PROBLEM DESCRIPTION. Write out everything from the beginning of the material down to and including the line containing "positive clicks: (181, 1391)", unchanged.

PROVIDED DATA.
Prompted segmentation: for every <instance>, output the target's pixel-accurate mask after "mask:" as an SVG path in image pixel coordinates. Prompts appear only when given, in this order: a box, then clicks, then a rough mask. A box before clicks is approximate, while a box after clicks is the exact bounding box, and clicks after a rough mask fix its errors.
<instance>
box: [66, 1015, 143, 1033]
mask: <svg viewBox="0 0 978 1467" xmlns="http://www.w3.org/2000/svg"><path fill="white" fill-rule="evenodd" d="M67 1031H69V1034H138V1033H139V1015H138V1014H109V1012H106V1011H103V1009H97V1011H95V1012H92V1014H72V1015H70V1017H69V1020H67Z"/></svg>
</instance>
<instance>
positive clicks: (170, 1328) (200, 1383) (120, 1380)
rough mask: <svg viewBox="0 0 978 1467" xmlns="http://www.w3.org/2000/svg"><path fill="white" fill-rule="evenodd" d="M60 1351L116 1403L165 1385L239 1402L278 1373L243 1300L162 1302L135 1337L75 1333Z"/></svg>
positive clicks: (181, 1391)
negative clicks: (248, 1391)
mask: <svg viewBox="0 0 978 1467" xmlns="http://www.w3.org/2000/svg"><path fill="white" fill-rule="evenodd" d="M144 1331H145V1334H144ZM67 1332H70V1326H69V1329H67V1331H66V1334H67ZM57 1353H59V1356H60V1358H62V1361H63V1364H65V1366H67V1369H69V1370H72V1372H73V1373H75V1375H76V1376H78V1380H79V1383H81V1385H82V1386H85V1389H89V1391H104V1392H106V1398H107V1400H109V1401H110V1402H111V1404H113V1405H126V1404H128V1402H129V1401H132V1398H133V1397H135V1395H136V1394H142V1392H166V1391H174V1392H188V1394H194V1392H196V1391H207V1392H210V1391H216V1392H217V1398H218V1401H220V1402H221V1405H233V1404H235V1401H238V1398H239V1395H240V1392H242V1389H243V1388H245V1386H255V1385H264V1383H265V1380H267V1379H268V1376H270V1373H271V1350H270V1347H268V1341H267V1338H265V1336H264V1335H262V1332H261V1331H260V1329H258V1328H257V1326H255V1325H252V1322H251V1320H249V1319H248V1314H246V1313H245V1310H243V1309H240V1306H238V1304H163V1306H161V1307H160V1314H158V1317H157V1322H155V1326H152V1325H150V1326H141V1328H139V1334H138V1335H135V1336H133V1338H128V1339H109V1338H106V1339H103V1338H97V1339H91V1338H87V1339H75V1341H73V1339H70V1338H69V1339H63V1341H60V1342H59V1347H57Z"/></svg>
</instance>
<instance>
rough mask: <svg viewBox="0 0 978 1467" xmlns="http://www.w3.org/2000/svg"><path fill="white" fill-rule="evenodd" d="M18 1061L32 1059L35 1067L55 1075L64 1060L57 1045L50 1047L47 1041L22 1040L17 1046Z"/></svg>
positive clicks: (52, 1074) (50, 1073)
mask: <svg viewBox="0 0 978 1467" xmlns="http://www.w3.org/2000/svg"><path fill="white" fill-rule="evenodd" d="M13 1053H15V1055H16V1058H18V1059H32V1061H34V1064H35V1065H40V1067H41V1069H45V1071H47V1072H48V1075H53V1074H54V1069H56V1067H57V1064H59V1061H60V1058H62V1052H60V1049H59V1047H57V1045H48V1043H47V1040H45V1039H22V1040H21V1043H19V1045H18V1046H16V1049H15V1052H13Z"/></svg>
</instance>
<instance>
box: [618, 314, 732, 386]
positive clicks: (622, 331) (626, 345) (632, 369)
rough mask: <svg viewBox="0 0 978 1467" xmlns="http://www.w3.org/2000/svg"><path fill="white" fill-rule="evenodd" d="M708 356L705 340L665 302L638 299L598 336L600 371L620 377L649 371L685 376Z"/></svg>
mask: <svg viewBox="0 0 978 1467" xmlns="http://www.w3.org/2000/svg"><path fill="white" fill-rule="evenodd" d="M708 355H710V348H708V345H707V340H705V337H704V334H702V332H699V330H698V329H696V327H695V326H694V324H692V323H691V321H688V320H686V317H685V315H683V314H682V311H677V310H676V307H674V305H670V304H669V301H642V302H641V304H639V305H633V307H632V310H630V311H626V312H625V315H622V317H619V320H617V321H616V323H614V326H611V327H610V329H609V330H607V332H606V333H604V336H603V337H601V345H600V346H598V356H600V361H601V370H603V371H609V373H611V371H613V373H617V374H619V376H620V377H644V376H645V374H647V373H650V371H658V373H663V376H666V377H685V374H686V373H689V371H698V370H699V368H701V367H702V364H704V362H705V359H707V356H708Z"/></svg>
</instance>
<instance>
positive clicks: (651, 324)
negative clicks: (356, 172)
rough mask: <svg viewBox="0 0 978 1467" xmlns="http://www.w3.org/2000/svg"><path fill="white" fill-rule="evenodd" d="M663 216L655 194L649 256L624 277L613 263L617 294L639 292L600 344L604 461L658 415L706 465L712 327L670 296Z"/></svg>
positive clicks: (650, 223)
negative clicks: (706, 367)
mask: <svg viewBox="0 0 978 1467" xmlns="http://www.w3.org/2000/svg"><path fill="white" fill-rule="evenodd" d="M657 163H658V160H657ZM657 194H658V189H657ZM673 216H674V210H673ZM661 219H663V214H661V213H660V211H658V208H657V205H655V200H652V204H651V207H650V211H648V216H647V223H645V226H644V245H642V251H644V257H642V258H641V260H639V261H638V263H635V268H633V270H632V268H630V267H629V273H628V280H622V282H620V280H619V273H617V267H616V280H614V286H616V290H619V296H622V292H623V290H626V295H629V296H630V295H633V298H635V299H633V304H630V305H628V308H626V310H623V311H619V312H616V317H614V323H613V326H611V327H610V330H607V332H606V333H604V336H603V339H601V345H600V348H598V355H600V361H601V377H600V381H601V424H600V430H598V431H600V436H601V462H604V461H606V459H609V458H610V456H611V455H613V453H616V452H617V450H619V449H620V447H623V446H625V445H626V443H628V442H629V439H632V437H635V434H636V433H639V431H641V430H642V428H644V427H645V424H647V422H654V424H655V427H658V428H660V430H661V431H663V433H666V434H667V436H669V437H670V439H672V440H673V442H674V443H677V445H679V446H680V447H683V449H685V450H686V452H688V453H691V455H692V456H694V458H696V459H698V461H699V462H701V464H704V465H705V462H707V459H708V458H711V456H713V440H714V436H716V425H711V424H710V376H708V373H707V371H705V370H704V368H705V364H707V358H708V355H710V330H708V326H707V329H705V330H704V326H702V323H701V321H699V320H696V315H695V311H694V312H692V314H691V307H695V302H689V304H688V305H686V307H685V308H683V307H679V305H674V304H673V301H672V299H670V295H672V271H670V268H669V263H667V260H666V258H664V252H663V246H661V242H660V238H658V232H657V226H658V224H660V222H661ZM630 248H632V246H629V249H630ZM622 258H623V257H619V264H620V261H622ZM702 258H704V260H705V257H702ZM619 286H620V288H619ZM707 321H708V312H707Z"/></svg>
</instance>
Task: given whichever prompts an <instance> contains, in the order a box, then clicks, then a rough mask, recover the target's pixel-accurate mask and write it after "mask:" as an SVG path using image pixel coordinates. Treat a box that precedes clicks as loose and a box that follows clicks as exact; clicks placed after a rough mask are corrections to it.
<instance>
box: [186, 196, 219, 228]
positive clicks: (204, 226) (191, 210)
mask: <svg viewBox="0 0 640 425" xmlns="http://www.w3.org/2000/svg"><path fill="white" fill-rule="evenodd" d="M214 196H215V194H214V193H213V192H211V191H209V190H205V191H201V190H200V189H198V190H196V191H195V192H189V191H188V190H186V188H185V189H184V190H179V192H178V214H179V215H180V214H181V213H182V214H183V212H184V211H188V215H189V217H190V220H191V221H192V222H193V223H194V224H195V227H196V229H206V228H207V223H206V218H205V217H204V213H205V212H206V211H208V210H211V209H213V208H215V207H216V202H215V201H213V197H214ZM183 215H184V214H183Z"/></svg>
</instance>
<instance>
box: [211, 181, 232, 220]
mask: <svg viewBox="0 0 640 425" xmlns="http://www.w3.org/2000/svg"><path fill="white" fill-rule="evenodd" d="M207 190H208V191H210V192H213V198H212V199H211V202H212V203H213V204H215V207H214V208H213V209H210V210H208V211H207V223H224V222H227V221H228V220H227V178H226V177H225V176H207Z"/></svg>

WRITTEN SOLUTION.
Prompted segmentation: for every <instance>, output the target's pixel-accurate mask after "mask:" as an SVG path in image pixel coordinates. Prompts appear only when given, in this order: a box, then clicks, then a rough mask. A box before clicks is approximate, while a box after clicks is the exact bounding box, and clicks after a rough mask fix its errors.
<instance>
box: [66, 1015, 143, 1033]
mask: <svg viewBox="0 0 978 1467" xmlns="http://www.w3.org/2000/svg"><path fill="white" fill-rule="evenodd" d="M67 1031H69V1034H138V1033H139V1015H138V1014H109V1012H106V1011H103V1009H97V1011H95V1012H92V1014H72V1015H70V1017H69V1020H67Z"/></svg>
</instance>
<instance>
positive clicks: (170, 1328) (200, 1383) (120, 1380)
rough mask: <svg viewBox="0 0 978 1467" xmlns="http://www.w3.org/2000/svg"><path fill="white" fill-rule="evenodd" d="M60 1351L116 1403L165 1385L239 1402L278 1373L243 1300L162 1302L135 1337L75 1333Z"/></svg>
positive clicks: (181, 1391)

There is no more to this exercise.